▶ _Short problem a_
Which lines in the listing below contain the word "horizon"? Show each of them in full.

▶ _Selected text_

I want to share a good Youtube Channel that I recently found. "Ben Eater" https://www.youtube.com/channel/UCS0N5baNlQWJCUrhCEo8WlA
[I have no personal or financial interest in Ben Eater's stuff.]
Mr. Eater is a talented teacher. His choice of topics and his execution of the demos are all excellent. He covers devices, logic chips, system design, debugging, programming in machine language and assembler, data comm, and networking.
I included below a list of links to his videos. Just read the titles. It might be difficult to find a university or a trade school that would give you a comparable education on those topics. If you want to design and/or program digital boards and controllers, all those skills are relevant.

▶ _Short problem b_
Carry on the post above about Ben Eater's YouTube channel, starting right after its final sentence.

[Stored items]
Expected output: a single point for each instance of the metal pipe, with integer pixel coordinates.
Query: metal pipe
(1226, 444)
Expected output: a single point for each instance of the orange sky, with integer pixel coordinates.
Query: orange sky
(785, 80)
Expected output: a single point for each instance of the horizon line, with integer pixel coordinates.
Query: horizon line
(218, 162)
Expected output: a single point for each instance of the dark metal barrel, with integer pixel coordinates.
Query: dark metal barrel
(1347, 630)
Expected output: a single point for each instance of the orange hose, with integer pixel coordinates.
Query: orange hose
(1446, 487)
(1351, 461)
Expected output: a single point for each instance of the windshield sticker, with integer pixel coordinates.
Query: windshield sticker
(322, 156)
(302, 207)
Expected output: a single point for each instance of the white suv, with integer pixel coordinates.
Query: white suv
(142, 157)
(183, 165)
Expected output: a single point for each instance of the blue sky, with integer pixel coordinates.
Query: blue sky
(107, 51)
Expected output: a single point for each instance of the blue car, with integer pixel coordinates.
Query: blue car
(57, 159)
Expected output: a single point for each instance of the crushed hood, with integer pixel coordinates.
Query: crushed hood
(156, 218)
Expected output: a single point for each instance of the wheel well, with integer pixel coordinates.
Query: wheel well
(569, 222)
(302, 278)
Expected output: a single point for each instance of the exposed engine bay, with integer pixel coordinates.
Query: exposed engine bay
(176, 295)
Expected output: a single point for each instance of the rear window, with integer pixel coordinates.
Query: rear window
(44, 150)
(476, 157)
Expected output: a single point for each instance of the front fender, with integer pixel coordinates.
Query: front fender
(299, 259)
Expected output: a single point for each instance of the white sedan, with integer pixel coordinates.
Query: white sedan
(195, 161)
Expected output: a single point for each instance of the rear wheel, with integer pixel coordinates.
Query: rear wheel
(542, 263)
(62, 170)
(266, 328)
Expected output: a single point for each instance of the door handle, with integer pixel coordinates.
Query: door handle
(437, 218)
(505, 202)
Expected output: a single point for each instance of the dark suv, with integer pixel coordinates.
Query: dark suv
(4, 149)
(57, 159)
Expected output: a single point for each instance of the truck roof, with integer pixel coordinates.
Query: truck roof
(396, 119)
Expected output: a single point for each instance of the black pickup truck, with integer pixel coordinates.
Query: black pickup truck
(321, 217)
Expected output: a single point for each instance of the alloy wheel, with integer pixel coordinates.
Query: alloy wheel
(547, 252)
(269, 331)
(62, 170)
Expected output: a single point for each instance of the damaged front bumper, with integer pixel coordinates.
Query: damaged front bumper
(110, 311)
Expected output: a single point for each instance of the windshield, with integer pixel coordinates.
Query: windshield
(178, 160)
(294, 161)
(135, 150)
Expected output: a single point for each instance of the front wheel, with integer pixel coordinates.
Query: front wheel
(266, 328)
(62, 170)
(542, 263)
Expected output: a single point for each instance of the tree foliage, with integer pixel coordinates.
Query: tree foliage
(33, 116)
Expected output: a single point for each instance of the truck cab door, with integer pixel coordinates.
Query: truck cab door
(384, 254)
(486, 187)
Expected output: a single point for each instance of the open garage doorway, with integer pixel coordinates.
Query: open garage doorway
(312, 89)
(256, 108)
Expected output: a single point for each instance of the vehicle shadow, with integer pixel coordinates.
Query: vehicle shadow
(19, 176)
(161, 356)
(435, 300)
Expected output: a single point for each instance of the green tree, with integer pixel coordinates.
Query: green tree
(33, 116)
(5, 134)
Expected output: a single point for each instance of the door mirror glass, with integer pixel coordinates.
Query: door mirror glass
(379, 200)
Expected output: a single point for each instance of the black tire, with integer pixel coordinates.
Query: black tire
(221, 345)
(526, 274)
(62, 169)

▶ _Task output a_
Expected output: a single point for each instance of the horizon line, with integer pixel coordinates.
Query: horizon line

▶ _Task output b_
But my real point here is that people wishing to get started with computing and programming should think more deeply than they do about what level is the appropriate place to start. If your ambition is to create web pages, or phone apps, certain starting points are most appropriate. If your ambition is to make micro controllers, or space-based real time systems, very different starting points are appropriate. Mr. Eater's videos slant toward the latter. You can even repeat his projects at home using breadboards.
If you're not sure about your final ambition, remember that it is easier to start with simple basics and continue with more abstraction and higher levels than it is to learn in the reverse sequence.
What's the harm in making the wrong choice? I think of voting machines used for elections that are Windows 7 based. That's a horrible choice of platform for that application. Why did they choose it? Almost surely because that was the only programming environment the developers knew. The end result might have been different if the very first step in their education was different.
I see examples here on PF of people choosing C++ for their first choice of language to gain familiarity with programming. IMO, modern C++ a very poor choice as a teaching language.
So my advice is to think before you leap. Ask advice of others more senior than you. Choose your goal before choosing your first step toward that goal.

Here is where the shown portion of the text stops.